◆ TASK LIST:
1 – Say whether each statement agrees with the review of Danse Macabre below, answering yes or no and quoting the deciding words: (a) Mike Mogis handled the album's engineering and production; (b) the band signed with a major label after Danse Macabre; (c) Danse Macabre has twelve songs.
2 – Continue the review of Danse Macabre below from the end of its final paragraph.

◆ SELECTED EXTRACT:
==========

There isn’t a single reason why Danse Macabre is considered part of Saddle Creek’s holy trinity (along with Cursive’s The Ugly Organ and Bright Eyes’ I’m Wide Awake, It’s Morning), but rather a whole host of them: the perfectly aggressive synth lines, Todd Fink’s (née Baechle) menacingly effected vocals, the infectious dance beats, the intriguing bits of industrial and goth, and, at the heart of it all, strong songwriting featuring the kind of minor-key melodies that make singing along inevitable. Engineering and production by Mike Mogis as well as the addition of death-metal guitarist Dapose also helped raise the bar. And then there’s the concept, replacing Blank-Wave’s sexually charged atmosphere with the attitude that you should DIY before you D-I-E. Or, as a wise guidance counselor once said: Do what you love and you’ll never work a day in your life. After all, some of their heroes were punk-rock do-it-yourselfers like Fugazi and Sonic Youth.
“We thought about the Dance of the Dead, the Danse Macabre, being the working-for-a-living people going through these choreographed motions while they’re working,” says Thiele. “They’re doing a really stiff, boring dance that they don’t realize. We decided at some point that that was the Dance of the Dead.”
The guys took their own advice, quitting their day jobs and focusing all of their energy on the band. They also decided not to work with any of the major labels that came sniffing around after Danse Macabre, and Saddle Creek similarly decided to keep things on a smaller scale. It meant that the next big thing never got as big as expected, yet it resulted in Omaha never being forced to compromise its art for the sake of commerce.
“The songs aren’t really preaching how to be—they’re more like me setting myself straight, thinking about what I can say about the topic,” says Fink. “They’re kind of therapy for me.”
The most dramatic track that skewers the formulaic American dream, with its ominous lines about “the drones work hard before they die / and give up on pretty little homes,” shows up at the beginning of the album, and it’s no surprise that many fans, myself included, consider “Agenda Suicide” to be Danse Macabre’s highest of highlights. Those who have caught the band’s live show—and oh what a spectacular, fog-filled, strobe-lit event it is!—are familiar with MK12’s animated video featuring a man, his soul-sucking cubicle job, and his ultimate demise. (It’s also included on this reissue’s DVD.) More death and darkness await the listener as the nine-song album unfolds, including the harrowing “Violent,” written about Fink’s time spent at a seedy transient hotel in downtown Omaha (“It was like daycare for mean, psychotic people,” he says), as well as the self-explanatory “Ballad of a Paralysed Citizen,” described by Fink as “a sad example of heroism gone wrong.”

==========

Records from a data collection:
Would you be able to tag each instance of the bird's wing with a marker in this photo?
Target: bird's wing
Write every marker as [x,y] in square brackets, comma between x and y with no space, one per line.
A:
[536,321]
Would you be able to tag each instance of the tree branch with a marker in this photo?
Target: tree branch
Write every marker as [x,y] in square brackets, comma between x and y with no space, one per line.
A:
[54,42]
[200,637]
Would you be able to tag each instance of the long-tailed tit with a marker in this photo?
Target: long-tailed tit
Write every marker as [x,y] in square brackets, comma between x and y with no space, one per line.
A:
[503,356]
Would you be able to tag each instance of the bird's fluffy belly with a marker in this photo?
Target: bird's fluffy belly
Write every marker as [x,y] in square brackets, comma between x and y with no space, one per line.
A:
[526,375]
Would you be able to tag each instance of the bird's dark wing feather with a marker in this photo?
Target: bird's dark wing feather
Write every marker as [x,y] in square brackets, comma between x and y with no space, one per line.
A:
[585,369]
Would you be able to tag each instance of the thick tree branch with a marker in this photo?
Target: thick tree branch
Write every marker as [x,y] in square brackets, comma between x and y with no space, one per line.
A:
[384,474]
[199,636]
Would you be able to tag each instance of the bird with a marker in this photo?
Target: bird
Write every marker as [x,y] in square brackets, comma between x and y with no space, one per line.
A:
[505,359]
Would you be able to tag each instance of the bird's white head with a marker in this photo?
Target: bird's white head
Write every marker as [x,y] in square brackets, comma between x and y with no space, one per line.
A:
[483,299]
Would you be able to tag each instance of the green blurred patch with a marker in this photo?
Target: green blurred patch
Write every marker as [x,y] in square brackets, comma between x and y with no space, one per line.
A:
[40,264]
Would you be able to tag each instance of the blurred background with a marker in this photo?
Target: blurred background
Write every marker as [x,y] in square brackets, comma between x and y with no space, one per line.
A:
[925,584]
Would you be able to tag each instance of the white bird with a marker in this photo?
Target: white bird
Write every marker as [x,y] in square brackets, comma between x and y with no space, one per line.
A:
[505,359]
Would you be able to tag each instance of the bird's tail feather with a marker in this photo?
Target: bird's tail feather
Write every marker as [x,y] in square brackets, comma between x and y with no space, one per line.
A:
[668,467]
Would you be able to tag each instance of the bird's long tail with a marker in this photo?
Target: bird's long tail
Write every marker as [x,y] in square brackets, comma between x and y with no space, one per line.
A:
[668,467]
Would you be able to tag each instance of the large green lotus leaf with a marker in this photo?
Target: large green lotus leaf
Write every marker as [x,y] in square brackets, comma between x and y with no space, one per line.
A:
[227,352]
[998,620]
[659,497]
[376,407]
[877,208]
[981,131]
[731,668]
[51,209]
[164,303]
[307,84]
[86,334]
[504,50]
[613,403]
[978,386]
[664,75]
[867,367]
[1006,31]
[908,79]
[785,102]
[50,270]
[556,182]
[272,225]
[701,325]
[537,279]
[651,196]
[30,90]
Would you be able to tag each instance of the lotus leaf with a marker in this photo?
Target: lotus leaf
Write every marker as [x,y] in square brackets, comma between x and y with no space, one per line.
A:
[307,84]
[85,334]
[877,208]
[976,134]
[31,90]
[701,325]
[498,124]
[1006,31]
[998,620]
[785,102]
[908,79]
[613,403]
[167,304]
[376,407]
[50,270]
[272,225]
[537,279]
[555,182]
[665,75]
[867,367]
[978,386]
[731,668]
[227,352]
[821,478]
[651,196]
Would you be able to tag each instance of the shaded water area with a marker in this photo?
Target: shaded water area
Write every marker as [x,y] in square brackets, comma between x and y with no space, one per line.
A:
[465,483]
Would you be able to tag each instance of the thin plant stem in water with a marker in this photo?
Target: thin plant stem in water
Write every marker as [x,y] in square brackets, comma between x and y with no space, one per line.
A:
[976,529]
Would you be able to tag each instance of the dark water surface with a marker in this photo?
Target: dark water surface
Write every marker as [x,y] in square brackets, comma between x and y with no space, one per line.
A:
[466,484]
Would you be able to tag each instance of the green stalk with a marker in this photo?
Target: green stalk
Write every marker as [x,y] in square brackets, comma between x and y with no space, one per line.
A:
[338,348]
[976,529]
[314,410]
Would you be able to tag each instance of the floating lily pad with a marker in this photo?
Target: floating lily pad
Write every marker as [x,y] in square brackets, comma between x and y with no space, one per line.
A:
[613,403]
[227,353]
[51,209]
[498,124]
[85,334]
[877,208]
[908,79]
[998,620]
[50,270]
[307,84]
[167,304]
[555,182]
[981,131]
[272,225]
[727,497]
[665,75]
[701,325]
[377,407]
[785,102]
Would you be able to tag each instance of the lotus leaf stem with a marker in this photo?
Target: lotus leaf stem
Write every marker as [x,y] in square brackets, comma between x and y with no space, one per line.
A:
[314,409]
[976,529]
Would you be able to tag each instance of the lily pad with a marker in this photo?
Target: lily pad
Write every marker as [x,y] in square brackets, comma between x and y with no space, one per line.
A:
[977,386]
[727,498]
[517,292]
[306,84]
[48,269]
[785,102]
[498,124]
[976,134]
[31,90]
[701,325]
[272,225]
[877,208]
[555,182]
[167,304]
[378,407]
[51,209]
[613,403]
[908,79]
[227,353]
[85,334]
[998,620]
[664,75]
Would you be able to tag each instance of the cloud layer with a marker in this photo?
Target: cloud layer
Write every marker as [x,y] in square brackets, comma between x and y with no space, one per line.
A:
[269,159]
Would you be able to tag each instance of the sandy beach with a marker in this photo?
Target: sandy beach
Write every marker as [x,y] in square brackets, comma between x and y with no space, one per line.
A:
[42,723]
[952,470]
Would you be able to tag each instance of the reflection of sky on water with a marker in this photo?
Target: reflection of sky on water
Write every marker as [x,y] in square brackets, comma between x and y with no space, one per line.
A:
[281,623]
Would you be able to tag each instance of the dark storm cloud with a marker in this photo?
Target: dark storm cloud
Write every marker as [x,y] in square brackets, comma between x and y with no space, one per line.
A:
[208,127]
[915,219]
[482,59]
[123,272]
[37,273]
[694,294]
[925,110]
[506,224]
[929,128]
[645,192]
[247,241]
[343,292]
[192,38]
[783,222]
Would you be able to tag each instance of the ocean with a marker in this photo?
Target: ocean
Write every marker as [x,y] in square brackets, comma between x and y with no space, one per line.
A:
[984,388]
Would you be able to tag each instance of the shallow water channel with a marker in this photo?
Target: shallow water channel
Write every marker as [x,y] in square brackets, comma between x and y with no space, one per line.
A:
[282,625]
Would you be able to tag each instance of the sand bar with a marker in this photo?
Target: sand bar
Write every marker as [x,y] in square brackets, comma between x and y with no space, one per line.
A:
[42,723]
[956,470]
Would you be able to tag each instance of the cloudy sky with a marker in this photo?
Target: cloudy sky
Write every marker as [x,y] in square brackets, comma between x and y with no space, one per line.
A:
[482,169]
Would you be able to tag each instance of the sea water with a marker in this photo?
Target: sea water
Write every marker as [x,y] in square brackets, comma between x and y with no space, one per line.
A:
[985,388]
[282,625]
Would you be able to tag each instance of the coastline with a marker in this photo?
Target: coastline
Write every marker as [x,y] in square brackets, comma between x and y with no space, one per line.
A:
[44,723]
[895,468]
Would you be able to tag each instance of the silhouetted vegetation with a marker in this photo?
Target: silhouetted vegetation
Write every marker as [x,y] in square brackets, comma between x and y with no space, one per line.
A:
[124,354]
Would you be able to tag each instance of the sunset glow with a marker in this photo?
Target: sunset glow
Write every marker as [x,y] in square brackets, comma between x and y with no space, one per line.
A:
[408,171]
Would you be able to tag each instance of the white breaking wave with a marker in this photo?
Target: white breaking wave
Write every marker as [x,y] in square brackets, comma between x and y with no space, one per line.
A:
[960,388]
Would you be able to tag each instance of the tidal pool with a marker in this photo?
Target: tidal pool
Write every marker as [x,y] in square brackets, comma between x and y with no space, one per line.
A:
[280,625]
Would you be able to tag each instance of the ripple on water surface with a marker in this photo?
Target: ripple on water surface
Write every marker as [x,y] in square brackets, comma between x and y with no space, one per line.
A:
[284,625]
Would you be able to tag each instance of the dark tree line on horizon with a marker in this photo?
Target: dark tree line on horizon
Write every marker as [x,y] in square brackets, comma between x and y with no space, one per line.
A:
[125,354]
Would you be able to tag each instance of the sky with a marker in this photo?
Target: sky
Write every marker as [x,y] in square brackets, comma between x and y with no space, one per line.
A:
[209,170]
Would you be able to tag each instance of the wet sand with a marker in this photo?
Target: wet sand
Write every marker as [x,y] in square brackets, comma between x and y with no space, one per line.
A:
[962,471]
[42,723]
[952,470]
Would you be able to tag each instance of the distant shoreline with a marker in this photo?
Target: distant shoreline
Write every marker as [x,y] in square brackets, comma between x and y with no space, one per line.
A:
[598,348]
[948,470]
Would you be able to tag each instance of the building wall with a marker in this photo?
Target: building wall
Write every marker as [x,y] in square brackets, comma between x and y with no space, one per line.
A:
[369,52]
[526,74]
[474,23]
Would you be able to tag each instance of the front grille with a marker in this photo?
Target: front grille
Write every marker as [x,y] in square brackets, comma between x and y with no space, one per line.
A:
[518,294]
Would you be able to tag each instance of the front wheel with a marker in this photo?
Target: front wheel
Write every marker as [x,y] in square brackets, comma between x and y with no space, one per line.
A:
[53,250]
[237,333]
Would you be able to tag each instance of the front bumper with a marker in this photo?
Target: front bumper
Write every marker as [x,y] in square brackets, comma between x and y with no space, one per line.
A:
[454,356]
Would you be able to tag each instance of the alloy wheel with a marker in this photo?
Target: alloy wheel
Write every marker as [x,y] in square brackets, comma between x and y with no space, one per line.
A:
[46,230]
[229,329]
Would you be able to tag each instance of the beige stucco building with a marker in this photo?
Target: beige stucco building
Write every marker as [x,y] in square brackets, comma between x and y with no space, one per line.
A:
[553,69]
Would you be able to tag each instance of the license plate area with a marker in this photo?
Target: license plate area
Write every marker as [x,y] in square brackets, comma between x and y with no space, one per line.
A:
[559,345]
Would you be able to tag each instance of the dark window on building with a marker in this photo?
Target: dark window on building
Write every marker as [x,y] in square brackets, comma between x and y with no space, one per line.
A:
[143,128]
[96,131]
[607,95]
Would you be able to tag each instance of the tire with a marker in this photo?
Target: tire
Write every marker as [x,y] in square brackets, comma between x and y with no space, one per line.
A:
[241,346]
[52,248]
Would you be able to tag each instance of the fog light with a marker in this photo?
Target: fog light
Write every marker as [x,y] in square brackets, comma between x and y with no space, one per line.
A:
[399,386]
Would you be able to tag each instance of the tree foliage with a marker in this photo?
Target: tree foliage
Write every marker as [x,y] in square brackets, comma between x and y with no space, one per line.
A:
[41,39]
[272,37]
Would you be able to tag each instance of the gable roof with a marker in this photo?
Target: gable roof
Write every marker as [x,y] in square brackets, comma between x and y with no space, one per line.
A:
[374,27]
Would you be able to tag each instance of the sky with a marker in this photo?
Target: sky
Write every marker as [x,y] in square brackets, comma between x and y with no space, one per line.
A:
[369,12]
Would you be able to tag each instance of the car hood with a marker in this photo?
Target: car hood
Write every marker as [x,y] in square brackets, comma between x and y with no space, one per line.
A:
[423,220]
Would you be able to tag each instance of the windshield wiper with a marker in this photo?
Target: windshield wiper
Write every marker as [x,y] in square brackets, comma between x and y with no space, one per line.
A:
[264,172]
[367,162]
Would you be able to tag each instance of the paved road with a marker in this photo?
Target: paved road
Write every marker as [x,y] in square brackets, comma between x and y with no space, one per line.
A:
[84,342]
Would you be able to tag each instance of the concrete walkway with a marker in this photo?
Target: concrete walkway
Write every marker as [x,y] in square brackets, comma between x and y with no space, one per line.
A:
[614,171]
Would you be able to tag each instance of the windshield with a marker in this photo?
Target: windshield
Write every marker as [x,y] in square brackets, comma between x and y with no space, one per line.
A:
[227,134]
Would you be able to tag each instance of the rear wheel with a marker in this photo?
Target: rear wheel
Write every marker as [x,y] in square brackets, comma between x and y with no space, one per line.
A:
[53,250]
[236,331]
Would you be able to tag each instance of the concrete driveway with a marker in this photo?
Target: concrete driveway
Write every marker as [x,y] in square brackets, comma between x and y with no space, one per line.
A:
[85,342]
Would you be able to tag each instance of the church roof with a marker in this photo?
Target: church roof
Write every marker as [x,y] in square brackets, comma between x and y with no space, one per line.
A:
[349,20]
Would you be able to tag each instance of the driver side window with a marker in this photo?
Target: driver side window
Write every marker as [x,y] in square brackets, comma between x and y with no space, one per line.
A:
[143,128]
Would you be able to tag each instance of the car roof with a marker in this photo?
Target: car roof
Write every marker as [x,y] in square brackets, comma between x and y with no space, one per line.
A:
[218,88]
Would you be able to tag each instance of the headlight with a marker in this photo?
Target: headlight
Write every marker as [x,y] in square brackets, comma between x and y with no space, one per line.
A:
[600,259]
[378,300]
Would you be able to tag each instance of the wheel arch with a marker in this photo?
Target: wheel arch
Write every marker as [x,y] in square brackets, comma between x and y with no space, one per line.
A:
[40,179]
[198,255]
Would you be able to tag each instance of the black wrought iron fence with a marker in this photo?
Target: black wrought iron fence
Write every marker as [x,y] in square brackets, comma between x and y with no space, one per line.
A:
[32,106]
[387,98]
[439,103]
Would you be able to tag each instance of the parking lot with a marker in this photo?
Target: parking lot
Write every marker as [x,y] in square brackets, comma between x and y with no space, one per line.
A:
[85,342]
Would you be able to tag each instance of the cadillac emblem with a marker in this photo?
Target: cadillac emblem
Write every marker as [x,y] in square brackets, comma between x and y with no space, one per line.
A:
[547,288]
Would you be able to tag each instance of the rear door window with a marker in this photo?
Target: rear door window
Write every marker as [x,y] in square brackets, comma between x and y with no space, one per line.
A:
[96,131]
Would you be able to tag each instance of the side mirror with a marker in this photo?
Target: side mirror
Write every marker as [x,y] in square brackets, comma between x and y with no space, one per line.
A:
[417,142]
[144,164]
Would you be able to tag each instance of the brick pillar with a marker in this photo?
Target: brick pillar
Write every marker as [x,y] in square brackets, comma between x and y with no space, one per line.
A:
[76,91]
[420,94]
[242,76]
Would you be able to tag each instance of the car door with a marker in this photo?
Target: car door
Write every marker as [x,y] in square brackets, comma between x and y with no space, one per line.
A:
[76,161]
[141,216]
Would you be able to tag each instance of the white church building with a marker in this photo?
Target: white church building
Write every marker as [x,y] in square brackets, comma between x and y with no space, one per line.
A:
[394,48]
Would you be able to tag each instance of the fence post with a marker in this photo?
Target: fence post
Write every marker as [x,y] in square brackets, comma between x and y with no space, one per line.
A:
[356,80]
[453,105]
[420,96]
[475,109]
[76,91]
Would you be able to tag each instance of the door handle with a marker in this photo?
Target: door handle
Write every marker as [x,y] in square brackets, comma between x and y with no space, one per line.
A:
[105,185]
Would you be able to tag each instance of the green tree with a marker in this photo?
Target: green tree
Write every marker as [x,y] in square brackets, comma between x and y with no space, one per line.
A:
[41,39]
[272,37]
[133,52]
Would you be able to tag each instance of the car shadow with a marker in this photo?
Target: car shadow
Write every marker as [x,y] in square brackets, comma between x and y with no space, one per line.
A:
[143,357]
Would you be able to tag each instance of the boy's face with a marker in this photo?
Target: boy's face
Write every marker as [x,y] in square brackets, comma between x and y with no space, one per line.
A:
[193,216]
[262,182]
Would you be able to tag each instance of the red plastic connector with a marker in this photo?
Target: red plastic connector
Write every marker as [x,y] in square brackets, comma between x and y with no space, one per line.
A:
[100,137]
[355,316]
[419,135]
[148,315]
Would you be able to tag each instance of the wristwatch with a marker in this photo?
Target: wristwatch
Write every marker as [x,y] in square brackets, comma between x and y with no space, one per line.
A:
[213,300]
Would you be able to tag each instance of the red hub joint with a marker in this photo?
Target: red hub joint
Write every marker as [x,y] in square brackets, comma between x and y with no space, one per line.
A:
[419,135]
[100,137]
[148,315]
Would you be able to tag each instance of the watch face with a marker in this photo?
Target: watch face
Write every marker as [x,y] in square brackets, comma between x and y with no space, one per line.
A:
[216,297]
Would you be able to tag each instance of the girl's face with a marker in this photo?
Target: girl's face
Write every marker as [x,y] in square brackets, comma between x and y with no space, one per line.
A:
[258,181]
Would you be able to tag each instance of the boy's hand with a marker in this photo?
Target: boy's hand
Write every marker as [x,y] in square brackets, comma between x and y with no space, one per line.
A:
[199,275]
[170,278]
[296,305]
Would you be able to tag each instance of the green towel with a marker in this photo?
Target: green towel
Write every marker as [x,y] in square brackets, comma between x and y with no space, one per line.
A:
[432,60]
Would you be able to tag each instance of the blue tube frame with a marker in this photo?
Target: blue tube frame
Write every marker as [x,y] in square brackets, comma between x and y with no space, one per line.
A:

==========

◆ RESPONSES BY TASK:
1 –
(a) Yes: "Engineering and production by Mike Mogis"
(b) No: "They also decided not to work with any of the major labels that came sniffing around after Danse Macabre"
(c) No: "the nine-song album"

2 –
But even with all of the record’s heavy topics—some of which, less than a month after their Aug. 21, 2001, release, inadvertently became even more poignant in our post-9/11 world—the members of The Faint bristle at the thought of people assuming that they take themselves too seriously, to the point where they poke fun at themselves right there in the middle of Danse Macabre. “Your Retro Career Melted” is an acknowledgment that, yes, they know quite well that the core of their sound can be found in the past, and it also ends up serving as proof that “melted” is Fink’s favorite verb. True story.
So here we are 11 years after Danse Macabre was released, and it still sounds as essential and influential as it did on initial impact. And this remastered reissue has expanded the story with the inclusion of great bonus tracks from the time, including “Take Me to the Hospital” from the Saddle Creek 50 comp, “Dust” featuring Oberst (who was a member of Norman Bailer, the band that eventually became The Faint), and covers of Sonic Youth’s “Mote” and Bright Eyes’ “Falling Out of Love at This Volume.” And a look back at a club-ready classic wouldn’t be complete without a couple of remixes: Thin White Duke’s take on “The Conductor” from the Danse Macabre Remixes record and Out Hud’s remix of “Glass Danse” round out the celebration.
This retro career is alive and well. Let’s dance.